* RECORDS FOR THIS TASK
--------------------------------------------------
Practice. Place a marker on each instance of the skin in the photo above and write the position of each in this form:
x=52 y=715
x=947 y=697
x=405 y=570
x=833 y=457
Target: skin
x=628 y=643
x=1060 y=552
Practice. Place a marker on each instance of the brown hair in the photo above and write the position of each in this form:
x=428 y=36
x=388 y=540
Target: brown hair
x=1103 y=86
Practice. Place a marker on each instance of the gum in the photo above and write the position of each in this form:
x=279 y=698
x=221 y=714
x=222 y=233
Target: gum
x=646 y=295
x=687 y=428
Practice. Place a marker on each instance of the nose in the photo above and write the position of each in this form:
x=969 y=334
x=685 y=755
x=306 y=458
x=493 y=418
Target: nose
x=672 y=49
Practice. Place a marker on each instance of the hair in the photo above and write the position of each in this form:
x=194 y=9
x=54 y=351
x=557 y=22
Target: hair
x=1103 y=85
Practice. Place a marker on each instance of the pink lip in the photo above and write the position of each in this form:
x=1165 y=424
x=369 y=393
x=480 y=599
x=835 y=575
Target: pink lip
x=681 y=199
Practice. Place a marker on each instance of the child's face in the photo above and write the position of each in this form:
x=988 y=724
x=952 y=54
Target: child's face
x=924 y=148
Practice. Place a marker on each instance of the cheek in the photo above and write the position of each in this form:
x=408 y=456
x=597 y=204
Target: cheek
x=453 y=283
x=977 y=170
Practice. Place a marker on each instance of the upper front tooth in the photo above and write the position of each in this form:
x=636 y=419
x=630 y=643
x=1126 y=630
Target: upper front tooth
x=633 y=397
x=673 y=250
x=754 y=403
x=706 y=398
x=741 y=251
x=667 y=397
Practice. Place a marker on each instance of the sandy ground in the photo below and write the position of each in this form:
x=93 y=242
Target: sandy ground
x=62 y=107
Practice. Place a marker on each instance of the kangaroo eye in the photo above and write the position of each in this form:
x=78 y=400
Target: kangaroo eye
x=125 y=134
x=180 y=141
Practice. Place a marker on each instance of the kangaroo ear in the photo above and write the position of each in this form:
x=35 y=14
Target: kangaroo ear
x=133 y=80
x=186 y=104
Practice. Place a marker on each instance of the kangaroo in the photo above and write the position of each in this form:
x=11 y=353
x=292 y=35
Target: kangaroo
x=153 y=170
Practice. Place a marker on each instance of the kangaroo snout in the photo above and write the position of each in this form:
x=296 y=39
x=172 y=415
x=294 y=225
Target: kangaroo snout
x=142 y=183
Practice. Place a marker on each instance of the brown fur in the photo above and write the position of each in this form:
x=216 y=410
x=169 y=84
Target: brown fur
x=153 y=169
--------------------------------------------------
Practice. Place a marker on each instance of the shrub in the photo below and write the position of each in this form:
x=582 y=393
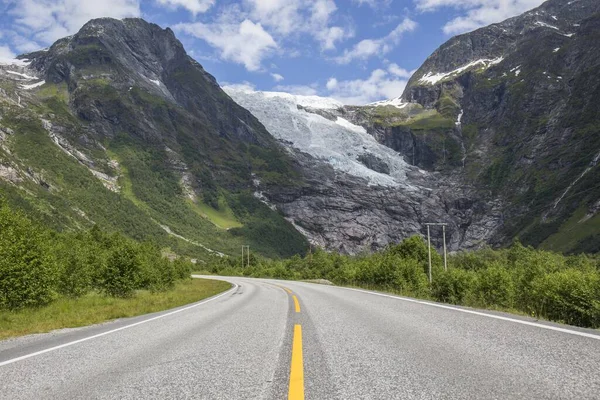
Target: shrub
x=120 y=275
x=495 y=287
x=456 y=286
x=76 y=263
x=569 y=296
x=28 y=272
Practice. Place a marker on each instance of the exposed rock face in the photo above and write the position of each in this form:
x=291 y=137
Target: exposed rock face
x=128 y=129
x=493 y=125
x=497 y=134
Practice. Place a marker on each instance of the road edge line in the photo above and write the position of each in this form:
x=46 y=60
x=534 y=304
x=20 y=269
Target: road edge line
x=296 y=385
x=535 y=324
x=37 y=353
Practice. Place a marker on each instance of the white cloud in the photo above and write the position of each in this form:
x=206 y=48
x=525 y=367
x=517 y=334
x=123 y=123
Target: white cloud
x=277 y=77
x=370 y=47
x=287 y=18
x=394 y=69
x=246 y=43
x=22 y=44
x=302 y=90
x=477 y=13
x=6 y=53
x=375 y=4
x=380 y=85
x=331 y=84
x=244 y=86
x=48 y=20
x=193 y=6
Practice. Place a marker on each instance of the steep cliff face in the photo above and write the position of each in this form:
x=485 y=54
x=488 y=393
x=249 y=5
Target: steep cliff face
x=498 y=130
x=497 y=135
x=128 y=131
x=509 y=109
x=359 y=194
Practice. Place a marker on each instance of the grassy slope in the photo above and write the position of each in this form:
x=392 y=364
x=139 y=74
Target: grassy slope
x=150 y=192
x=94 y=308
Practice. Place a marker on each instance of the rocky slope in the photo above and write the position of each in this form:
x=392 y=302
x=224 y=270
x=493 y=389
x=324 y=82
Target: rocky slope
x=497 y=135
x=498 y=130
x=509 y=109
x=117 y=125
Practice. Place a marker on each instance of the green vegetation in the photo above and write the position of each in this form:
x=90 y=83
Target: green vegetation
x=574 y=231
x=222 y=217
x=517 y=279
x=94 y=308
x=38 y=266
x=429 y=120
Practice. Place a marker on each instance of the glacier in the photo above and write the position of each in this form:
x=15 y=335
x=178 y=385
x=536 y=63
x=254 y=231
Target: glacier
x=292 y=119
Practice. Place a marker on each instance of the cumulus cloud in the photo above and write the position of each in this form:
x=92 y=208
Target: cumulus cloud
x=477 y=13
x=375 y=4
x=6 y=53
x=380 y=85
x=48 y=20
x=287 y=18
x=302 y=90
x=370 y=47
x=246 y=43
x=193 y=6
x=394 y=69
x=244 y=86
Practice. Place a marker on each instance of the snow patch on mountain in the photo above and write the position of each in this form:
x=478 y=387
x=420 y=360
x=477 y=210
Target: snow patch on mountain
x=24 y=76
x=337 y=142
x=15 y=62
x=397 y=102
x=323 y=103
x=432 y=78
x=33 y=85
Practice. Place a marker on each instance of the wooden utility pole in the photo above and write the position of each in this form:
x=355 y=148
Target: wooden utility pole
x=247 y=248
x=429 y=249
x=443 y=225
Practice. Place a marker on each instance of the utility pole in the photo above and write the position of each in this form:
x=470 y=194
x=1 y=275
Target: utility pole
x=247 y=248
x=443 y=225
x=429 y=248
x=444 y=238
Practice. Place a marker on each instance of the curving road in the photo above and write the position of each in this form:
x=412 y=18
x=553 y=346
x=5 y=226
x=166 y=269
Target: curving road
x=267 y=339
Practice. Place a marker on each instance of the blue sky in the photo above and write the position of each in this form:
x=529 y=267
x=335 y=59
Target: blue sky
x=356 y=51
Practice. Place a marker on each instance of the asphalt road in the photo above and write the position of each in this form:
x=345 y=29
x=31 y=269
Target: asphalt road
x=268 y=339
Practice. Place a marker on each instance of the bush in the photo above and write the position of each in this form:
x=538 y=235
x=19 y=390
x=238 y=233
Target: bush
--------------------------------------------------
* TASK DESCRIPTION
Could you repeat exactly the lines above from the line with "x=355 y=148" up to and including the line with "Target: bush", and only those?

* TASK SOLUTION
x=355 y=148
Target: wooden utility pole
x=247 y=248
x=429 y=249
x=443 y=225
Practice. Place a marker on each instance of the utility pole in the photo above and write the position of each in this form:
x=470 y=194
x=1 y=275
Target: utility pole
x=247 y=248
x=443 y=225
x=429 y=248
x=444 y=238
Practice. Place a marker on each instance of the curving road in the photo above and write the position of each in this form:
x=412 y=18
x=553 y=346
x=5 y=226
x=166 y=269
Target: curving road
x=267 y=339
Practice. Place a marker on each instance of the blue sky in the photo above and write the position of each in this form:
x=529 y=267
x=335 y=59
Target: blue sky
x=356 y=51
Practice. Place a marker on each instance of the asphalt road in the photo above and write the position of each in this form:
x=345 y=29
x=31 y=269
Target: asphalt road
x=268 y=339
Practice. Place a marker on each instance of the bush in the photo above and write the position of each in this form:
x=538 y=235
x=19 y=390
x=238 y=233
Target: bush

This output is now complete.